■ Task details
Reproduce every row below with each "photograph" swapped for "image" and nothing else altered. Leave the pictures out.

* Begin Provided entries *

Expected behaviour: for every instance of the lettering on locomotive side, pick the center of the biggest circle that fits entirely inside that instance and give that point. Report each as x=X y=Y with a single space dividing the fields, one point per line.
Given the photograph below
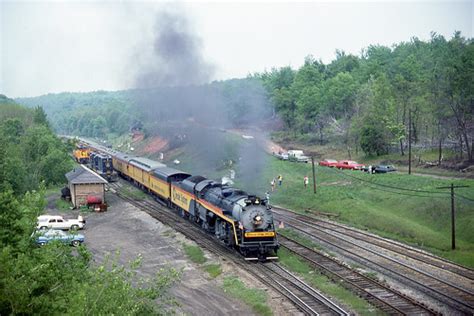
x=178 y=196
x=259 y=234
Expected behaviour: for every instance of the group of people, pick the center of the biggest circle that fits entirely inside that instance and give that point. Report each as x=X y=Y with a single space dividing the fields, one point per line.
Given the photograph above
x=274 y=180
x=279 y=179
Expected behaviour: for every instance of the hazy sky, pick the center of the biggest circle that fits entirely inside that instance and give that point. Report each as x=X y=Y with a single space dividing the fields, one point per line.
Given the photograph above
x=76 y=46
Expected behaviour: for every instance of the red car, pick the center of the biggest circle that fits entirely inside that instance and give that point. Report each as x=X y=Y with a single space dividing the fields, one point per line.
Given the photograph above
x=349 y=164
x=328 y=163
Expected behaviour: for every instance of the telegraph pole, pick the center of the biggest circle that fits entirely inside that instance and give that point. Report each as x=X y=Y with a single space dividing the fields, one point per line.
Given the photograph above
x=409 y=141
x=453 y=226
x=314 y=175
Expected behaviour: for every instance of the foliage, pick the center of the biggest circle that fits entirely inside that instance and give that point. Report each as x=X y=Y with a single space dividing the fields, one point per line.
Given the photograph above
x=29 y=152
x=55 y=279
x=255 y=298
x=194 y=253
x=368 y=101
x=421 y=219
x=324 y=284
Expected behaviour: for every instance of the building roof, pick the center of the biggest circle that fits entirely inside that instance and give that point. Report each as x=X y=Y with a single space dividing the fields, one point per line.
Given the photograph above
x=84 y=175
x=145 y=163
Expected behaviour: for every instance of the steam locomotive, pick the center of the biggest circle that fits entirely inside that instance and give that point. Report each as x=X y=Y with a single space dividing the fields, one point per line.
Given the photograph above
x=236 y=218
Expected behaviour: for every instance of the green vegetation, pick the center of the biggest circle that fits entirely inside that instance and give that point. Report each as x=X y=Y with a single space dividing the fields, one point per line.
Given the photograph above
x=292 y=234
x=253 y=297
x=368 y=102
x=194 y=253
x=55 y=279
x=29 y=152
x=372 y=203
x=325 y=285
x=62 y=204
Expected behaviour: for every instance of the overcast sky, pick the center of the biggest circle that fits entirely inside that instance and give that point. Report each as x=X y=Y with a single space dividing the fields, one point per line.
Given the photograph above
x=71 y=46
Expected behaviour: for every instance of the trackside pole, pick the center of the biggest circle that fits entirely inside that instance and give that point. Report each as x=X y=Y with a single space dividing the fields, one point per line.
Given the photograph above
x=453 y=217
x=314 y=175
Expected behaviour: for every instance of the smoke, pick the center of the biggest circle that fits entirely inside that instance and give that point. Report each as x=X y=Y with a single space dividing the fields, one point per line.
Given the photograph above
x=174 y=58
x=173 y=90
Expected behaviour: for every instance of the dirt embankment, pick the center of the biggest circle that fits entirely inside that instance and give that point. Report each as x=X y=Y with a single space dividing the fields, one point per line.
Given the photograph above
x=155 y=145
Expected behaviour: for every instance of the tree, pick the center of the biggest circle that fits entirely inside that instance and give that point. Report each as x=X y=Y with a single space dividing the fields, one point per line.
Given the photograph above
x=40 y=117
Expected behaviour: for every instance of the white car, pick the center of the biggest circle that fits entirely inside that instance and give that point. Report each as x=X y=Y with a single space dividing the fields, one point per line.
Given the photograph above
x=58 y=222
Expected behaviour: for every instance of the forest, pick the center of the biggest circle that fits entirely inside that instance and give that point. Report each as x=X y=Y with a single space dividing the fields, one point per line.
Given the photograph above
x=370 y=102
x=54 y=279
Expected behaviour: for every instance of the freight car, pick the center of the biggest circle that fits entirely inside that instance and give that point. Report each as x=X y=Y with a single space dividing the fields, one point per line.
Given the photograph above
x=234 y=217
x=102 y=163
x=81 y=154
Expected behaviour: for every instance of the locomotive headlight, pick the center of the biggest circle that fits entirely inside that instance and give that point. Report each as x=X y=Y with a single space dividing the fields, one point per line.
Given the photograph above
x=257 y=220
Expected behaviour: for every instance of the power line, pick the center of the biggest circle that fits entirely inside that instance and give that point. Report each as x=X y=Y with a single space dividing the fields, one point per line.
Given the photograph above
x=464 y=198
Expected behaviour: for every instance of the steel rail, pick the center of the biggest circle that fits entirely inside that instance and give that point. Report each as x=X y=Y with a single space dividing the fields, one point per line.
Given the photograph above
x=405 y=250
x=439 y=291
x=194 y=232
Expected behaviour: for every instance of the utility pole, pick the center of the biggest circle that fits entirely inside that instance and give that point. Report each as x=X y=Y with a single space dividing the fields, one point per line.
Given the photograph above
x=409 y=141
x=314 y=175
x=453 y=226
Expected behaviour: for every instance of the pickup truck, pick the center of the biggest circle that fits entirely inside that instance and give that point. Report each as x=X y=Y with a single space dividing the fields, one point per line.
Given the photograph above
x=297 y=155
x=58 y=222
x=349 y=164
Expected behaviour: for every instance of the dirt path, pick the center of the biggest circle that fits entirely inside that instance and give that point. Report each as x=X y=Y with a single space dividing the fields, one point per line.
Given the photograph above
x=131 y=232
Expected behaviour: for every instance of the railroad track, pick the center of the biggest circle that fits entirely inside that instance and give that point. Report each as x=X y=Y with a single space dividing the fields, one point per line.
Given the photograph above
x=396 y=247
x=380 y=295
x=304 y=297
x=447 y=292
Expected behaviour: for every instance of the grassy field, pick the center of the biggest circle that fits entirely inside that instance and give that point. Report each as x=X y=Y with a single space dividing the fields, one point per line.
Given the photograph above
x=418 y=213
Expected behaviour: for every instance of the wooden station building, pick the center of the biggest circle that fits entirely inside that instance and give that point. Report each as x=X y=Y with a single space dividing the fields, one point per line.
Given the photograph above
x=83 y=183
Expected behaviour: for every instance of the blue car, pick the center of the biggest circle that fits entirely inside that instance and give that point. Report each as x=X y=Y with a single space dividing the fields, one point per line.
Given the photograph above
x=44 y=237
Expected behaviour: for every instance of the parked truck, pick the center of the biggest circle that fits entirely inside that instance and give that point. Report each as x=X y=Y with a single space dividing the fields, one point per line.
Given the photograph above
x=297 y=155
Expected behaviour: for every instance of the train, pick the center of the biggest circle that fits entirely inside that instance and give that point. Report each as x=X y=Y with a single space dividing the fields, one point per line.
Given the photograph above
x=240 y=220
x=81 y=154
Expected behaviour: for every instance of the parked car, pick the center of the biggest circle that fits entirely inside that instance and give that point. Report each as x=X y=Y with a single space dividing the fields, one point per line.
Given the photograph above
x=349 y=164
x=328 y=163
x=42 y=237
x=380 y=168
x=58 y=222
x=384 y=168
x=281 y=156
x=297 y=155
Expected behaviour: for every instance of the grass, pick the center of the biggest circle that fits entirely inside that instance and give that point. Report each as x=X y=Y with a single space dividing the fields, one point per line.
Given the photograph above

* End Provided entries *

■ Expected answer
Expected behaviour: for every instance of the lettering on locomotive side, pick the center of the biggest circle that fits entirely inside that instance and give that point. Report each as x=X y=Y with a single space dividing the fields, one point per line.
Given the image below
x=178 y=196
x=259 y=234
Expected behaviour: for every instance of the group of people, pick the center of the biggest circle that fits entirely inside that instance and give that point. Report each as x=X y=Y with a single space dividing the fields, one point per line.
Given the image above
x=274 y=180
x=279 y=179
Expected behaviour: for every instance of the hazy sky, pick the center of the biggest circle that fits entirely inside that instance and give that point. Report each as x=X y=Y with a single space dividing the fields, one point per line.
Given the image above
x=76 y=46
Expected behaviour: for every instance of the red car, pick the center of the biggest circle that fits entirely inside that instance and give that point. Report each as x=X y=Y with a single space dividing the fields, one point per line.
Given the image above
x=349 y=164
x=328 y=163
Expected behaviour: for every instance of the telegraph pole, pick the center of the biggest circle that fits entirely inside that instance and give that point. Report each as x=X y=Y with a single space dividing the fields, one point per line.
Given the image above
x=409 y=141
x=453 y=226
x=314 y=175
Expected behaviour: for every instance of the foliage, pick the center of the biggest circle that fits entirely inside that instance and give that point. Report each as x=X y=Y with a single space dividing the fields, one point per line.
Given the image above
x=29 y=152
x=55 y=279
x=255 y=298
x=194 y=253
x=368 y=101
x=421 y=219
x=324 y=284
Expected behaviour: for every instance of the building roof, pick the center of the biggest circle that fits entirely inside that instance and give that point. Report each as x=X y=Y with a single space dividing the fields, one point per line.
Given the image above
x=84 y=175
x=145 y=163
Expected behaviour: for every instance of the steam locomotive, pick the center of the biggest circle that fits entirely inside that instance and give that point. Report each as x=X y=Y with a single space dividing the fields, one point per line.
Given the image above
x=236 y=218
Expected behaviour: for every instance of the green vegetation, pick the center of the biggest circle that fits entirely inside that instance and give that point. Report each as x=X y=Y with a single space dividing the fields, one point per line.
Given the image above
x=292 y=234
x=253 y=297
x=368 y=102
x=194 y=253
x=55 y=279
x=29 y=152
x=372 y=203
x=325 y=285
x=62 y=204
Expected behaviour: for every instance of the overcast sky, pick the center of the biggest circle that fits entirely inside that instance and give that point. Report each as x=X y=Y with a single space dividing the fields, one point per line.
Given the image above
x=71 y=46
Expected behaviour: for every instance of the trackside pole, pick the center of the biggest circle that fits entirely inside that instance and give that point. Report each as x=X y=Y with a single space dividing the fields, one point per line.
Given the image above
x=453 y=217
x=314 y=175
Expected behaviour: for every instance of the smoke, pick the center of the biggest circle that fits entirely inside that instance and give that point. Report each as x=X y=Y with a single space dividing the fields, one point per line.
Given the image above
x=174 y=58
x=173 y=90
Expected behaviour: for every instance of the dirt embankment, pick the center of the biggest circle that fits entirely inside that instance and give that point. Report each as x=X y=Y with a single space dividing the fields, one point per line.
Given the image above
x=155 y=145
Expected behaviour: for every instance of the tree, pick the center of the biggest circle that fits entirely inside that instance and give that point. Report each as x=X y=Y with a single space dividing the fields, one point per line.
Given the image above
x=40 y=117
Expected behaviour: for every instance of the white car, pick the center of the biggest circle that fits entirely inside that instance and give that point. Report each as x=X y=Y with a single space dividing the fields, one point per line.
Given the image above
x=58 y=222
Expected behaviour: for every instance of the forest, pick the center of the biggest circle that fits entirely inside that instance and give that point. Report each as x=X y=Y with a single space dividing the fields, one point per line.
Given the image above
x=370 y=102
x=54 y=279
Expected behaviour: for every instance of the freight car, pick the center of the biggest circle that fits entirely inside that instance and give that point. Report each as x=X y=Y with a single space dividing the fields, one point per line.
Given the image above
x=234 y=217
x=102 y=163
x=81 y=154
Expected behaviour: for every instance of the locomotive headlight, pick the center of the biggest circle that fits entirely inside that instance and give that point. Report each as x=X y=Y with a single space dividing the fields, one point per line.
Given the image above
x=257 y=220
Expected behaviour: for every instance of the power line, pick the center of the biggest circle that fits entirely inside that instance and give that point. Report each as x=X y=Y with a single space dividing the fields, one point per line.
Given the image above
x=464 y=198
Expected behaviour: for every instance of the steel rail, pick the center of the biggest circle that fits entirely inside that instance and give that point. Report each as x=X y=Y with a single space dividing the fields, one point per line.
Given the image above
x=405 y=250
x=439 y=291
x=194 y=232
Expected behaviour: for every instance of the utility pole, pick the center of the biggest circle that fits entirely inside that instance and give that point. Report each as x=X y=Y with a single space dividing the fields, one point per line.
Given the image above
x=409 y=141
x=314 y=175
x=453 y=226
Expected behaviour: for every instance of the pickup truck, pick the center of the biggest circle that fits entirely inside that instance and give that point. Report each as x=X y=Y with a single space dividing the fields, one point per line.
Given the image above
x=297 y=155
x=58 y=222
x=349 y=164
Expected behaviour: for every instance of the dirt path, pick the center of the biggest circle that fits entirely inside that instance and give that point. Report each as x=X y=Y with a single space dividing the fields, one point per line.
Given the image above
x=131 y=232
Expected behaviour: for every instance of the railroad track, pick the center of the biggest circle that fits entirely inside that instance and give that point. Report each as x=X y=Y with a single space dividing the fields, one point per line.
Given the image above
x=396 y=247
x=380 y=295
x=304 y=297
x=447 y=292
Expected behaviour: for every instance of the grassy field, pick the center of the biggest circle that fits entirely inside that instance and give that point. Report each as x=X y=Y with a single space dividing the fields, one point per line.
Given the image above
x=418 y=213
Expected behaviour: for every instance of the wooden station building, pick the center of the biggest circle that fits entirely inside that instance and give that point. Report each as x=X y=Y with a single space dividing the fields, one point per line.
Given the image above
x=83 y=183
Expected behaviour: for every instance of the blue car, pick the center of the biggest circle that fits entirely inside that instance and give that point. Report each as x=X y=Y with a single space dividing the fields, one point per line.
Given the image above
x=44 y=237
Expected behaviour: for every instance of the parked truck, pick the center of the biggest circle that fits entirely inside that instance and give that point. Report each as x=X y=Y with a single space dividing the fields, one point per line.
Given the image above
x=297 y=155
Expected behaviour: for every instance of the train, pick the center of the biggest circle that fits entirely inside that instance and give that point. Report each as x=X y=Y with a single space dividing the fields, one point per line.
Given the image above
x=240 y=220
x=81 y=154
Expected behaviour: for every instance of the parked car, pick the center of the biggest circle that fits entirely inside that instance and give that point. Report each as x=X y=Y with a single space dividing the fields, one point per line.
Given the image above
x=349 y=164
x=328 y=163
x=42 y=237
x=380 y=168
x=58 y=222
x=384 y=168
x=281 y=156
x=297 y=155
Expected behaviour: for every instance of the grass, pick the center of the biggest circle that fits entirely inside that instance and give that point. Report each as x=X y=Y with a single space dividing the fields, one point per line.
Given the image above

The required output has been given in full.